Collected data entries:
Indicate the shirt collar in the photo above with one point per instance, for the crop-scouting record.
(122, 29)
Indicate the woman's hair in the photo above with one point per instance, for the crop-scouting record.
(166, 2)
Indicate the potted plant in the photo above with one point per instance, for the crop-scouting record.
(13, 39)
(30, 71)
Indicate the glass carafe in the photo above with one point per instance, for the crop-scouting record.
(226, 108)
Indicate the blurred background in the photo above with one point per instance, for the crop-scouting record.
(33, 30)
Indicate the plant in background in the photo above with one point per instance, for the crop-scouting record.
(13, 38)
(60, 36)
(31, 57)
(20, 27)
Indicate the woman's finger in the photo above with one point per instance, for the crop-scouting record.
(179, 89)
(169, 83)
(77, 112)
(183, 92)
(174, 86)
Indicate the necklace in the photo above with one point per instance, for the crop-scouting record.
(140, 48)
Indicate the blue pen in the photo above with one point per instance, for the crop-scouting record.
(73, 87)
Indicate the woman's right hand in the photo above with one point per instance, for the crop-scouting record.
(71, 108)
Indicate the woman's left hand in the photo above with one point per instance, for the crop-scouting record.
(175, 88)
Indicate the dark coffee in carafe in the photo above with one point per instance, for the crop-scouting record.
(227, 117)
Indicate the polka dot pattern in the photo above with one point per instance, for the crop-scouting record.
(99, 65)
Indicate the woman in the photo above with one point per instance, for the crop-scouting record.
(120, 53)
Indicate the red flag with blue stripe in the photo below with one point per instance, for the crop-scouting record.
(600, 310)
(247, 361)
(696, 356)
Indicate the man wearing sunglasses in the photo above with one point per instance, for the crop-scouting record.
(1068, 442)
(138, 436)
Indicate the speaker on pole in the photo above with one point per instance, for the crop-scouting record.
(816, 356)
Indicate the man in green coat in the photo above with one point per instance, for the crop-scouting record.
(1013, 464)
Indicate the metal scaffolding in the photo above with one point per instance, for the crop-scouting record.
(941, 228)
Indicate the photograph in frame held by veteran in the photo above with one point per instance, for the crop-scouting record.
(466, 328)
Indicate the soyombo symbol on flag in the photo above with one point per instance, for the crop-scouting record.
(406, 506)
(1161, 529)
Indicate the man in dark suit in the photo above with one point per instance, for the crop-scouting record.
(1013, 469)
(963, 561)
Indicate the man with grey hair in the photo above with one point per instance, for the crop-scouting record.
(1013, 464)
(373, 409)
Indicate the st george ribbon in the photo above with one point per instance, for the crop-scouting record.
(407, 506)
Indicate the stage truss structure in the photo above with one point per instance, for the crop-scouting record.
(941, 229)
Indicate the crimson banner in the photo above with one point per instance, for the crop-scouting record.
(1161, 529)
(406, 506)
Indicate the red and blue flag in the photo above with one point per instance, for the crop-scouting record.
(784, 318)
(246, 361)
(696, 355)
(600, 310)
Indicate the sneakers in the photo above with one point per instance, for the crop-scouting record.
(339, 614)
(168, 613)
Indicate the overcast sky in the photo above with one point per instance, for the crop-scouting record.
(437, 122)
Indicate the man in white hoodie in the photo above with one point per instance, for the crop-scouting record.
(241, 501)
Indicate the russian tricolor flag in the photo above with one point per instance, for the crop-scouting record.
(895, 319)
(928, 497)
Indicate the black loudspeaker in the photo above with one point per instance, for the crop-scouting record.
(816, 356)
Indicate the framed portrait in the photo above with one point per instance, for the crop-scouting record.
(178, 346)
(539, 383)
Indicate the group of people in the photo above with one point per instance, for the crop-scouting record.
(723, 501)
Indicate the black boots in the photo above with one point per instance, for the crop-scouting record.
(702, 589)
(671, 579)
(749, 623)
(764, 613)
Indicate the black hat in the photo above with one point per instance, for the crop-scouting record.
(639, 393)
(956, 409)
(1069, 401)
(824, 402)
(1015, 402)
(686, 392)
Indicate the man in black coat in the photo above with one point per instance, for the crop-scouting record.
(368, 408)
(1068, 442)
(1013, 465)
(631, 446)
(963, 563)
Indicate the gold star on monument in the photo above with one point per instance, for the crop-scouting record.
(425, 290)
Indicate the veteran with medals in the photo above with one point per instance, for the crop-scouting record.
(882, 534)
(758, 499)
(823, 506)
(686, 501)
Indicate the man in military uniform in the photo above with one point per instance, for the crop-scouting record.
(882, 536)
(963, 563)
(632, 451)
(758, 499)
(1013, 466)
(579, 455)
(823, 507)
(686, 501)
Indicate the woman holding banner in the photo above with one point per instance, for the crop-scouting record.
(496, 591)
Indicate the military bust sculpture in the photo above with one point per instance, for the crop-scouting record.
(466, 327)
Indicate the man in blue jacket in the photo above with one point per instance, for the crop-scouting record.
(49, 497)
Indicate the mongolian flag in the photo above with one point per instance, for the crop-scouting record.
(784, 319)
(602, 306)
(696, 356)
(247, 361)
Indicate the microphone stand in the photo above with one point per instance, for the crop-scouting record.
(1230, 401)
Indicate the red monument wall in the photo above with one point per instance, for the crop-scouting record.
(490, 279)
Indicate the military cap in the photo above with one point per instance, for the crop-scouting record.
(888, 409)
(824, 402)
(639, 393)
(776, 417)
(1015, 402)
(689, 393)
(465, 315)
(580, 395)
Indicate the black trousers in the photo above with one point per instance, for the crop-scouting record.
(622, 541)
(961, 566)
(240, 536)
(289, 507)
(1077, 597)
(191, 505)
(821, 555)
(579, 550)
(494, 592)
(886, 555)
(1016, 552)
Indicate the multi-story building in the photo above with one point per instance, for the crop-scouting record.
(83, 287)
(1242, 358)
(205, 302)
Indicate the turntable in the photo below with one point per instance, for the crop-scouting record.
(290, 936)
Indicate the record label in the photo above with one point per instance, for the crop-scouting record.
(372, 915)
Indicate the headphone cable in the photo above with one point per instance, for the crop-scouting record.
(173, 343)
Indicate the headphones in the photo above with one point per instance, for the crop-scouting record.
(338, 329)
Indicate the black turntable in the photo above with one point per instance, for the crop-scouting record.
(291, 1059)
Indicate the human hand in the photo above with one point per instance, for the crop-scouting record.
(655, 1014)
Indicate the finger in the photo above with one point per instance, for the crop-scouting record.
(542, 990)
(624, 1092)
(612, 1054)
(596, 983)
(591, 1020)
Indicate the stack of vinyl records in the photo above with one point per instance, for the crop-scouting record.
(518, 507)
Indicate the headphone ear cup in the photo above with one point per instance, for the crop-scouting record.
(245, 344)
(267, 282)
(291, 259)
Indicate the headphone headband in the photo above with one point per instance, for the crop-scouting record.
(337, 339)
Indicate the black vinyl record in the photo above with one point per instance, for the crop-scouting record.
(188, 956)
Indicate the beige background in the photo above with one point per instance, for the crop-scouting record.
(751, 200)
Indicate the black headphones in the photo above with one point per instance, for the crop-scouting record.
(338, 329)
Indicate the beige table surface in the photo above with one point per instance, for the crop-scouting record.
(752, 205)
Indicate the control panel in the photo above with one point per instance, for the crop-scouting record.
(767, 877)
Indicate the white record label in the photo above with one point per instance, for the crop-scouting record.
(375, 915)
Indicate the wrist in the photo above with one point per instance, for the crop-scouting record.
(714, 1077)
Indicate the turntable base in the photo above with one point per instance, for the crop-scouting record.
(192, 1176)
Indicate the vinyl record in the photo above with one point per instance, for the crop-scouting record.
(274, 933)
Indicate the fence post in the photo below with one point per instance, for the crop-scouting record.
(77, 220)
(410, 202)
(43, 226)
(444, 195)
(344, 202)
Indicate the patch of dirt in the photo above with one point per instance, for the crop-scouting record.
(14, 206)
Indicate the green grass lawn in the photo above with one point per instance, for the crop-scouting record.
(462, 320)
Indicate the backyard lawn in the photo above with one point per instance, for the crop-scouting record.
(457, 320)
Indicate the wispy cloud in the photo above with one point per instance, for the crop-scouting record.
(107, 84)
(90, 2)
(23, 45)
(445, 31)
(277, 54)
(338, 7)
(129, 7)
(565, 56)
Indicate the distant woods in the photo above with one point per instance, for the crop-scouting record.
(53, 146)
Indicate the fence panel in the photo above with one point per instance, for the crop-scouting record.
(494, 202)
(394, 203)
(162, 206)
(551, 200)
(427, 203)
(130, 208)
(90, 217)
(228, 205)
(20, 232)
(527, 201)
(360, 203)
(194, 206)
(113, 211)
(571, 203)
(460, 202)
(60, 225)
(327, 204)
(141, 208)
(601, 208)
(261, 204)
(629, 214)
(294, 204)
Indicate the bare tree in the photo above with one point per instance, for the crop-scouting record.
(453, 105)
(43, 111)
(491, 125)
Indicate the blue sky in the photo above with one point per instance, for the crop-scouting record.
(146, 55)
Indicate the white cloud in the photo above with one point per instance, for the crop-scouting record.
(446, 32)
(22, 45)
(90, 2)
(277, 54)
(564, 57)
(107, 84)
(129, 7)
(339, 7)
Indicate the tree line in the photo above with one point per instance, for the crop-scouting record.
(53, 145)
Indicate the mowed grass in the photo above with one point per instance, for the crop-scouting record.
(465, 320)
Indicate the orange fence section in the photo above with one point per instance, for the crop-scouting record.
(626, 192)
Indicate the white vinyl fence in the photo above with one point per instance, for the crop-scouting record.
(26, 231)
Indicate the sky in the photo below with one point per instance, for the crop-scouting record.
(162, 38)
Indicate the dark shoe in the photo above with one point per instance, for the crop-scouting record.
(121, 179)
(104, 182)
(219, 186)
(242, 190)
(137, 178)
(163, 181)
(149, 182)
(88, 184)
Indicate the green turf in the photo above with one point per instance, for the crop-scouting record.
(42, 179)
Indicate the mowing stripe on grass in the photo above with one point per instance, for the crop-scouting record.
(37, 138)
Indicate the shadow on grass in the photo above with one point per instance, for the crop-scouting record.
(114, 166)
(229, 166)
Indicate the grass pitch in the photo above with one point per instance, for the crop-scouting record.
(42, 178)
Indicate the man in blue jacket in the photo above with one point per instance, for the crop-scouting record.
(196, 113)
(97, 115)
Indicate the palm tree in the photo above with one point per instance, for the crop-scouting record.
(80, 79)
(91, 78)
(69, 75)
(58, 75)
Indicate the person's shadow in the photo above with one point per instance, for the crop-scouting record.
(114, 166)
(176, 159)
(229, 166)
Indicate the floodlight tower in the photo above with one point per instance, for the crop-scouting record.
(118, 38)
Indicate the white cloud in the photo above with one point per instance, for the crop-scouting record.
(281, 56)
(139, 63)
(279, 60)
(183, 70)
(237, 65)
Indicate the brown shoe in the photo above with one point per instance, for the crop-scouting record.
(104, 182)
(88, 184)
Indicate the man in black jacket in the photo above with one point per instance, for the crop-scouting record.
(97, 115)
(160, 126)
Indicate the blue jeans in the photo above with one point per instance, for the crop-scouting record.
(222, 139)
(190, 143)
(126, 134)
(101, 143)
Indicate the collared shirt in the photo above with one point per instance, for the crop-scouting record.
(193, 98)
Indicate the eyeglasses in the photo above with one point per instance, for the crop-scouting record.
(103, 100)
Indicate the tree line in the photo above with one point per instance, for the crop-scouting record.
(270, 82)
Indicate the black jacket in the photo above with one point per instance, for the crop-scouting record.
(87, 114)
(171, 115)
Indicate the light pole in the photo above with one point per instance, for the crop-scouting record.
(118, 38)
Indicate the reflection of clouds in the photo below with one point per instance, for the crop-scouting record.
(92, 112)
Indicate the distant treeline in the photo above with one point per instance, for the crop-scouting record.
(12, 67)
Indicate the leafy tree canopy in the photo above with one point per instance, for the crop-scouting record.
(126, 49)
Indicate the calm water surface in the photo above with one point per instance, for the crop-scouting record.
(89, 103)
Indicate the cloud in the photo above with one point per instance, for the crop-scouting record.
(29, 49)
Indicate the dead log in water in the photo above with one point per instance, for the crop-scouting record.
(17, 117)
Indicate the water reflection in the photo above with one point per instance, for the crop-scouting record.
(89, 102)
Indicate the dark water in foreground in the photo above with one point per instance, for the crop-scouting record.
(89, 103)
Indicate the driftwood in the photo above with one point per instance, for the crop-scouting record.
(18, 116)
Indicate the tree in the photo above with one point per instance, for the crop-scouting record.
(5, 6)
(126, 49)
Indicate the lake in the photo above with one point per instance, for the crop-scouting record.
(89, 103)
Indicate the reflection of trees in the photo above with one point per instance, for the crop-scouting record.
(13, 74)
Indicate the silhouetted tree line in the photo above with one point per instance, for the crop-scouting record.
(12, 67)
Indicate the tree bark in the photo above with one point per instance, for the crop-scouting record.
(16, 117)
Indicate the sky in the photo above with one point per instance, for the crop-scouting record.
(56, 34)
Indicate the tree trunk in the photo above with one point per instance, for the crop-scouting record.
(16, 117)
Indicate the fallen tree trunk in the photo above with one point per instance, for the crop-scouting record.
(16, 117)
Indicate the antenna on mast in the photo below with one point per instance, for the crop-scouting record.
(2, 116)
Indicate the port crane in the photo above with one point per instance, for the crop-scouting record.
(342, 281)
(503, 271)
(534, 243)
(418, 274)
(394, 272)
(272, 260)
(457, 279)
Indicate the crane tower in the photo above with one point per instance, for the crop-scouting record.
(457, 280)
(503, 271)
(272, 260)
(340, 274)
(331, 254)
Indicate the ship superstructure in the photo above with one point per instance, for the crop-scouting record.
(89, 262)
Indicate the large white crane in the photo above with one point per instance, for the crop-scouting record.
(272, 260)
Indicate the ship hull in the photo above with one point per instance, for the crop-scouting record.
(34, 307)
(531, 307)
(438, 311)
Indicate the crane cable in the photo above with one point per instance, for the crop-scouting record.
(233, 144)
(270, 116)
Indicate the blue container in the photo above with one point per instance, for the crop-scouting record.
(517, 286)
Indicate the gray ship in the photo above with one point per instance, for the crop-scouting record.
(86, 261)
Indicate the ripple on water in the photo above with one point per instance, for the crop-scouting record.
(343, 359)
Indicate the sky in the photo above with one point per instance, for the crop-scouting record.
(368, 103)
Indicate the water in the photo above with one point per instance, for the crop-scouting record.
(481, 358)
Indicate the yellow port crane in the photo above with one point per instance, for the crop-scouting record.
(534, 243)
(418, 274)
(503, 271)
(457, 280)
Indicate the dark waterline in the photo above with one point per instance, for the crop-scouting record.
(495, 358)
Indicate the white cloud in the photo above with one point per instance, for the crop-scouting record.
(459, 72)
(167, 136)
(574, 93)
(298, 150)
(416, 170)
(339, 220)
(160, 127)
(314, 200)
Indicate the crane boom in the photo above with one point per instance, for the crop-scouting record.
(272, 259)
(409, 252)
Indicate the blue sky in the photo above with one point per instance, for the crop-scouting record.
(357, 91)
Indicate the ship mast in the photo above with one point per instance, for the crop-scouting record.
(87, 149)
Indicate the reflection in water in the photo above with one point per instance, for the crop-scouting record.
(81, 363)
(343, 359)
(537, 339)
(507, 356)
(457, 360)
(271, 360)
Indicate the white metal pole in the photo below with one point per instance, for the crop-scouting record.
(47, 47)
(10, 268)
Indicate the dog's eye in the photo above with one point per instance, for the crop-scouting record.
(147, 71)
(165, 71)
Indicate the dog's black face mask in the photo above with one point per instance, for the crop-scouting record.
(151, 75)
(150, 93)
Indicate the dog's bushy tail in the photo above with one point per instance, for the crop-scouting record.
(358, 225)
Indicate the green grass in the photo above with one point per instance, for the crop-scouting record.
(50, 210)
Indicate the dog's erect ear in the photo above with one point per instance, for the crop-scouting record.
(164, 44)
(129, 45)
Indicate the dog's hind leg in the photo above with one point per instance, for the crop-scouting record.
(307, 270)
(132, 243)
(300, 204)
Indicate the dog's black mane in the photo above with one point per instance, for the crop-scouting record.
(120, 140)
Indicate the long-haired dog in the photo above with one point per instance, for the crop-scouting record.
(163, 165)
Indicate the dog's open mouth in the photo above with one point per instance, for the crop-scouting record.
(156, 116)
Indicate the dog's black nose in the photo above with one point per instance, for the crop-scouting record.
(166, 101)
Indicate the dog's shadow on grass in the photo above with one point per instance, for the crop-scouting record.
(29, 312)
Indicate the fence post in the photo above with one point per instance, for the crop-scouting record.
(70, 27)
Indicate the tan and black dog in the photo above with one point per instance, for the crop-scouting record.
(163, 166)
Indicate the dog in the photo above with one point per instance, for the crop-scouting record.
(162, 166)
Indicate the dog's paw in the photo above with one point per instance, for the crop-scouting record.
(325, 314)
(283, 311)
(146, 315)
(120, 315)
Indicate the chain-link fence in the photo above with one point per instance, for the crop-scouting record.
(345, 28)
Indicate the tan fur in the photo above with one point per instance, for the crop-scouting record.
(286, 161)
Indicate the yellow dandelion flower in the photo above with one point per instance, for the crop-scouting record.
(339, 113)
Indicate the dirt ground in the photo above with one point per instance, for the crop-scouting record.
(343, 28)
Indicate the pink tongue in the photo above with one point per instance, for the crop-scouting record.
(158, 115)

▶ [Exercise directions]: Begin at the line containing "Indicate the tan and" and reproduce each line through the end of the records above.

▶ [Solution]:
Indicate the tan and black dog in the photo above with one point per instance, for the crop-scouting record.
(163, 166)
Indicate the dog in the photo above with one point per instance, for the crop-scouting record.
(162, 166)
Indicate the dog's paw in the photo above with one point per instance, for the crop-scouting record.
(325, 314)
(283, 311)
(146, 315)
(120, 315)
Indicate the chain-link fence in the photo above with one point per instance, for the crop-scouting record.
(345, 28)
Indicate the tan fur in the photo above with one point per instance, for the crop-scouting record.
(286, 161)
Indicate the yellow dandelion flower in the photo above with one point per instance, for the crop-scouting record.
(339, 113)
Indicate the dirt ground in the photo above with one point per instance, for the crop-scouting record.
(343, 28)
Indicate the pink tongue in the photo above with one point per instance, for the crop-scouting record.
(158, 115)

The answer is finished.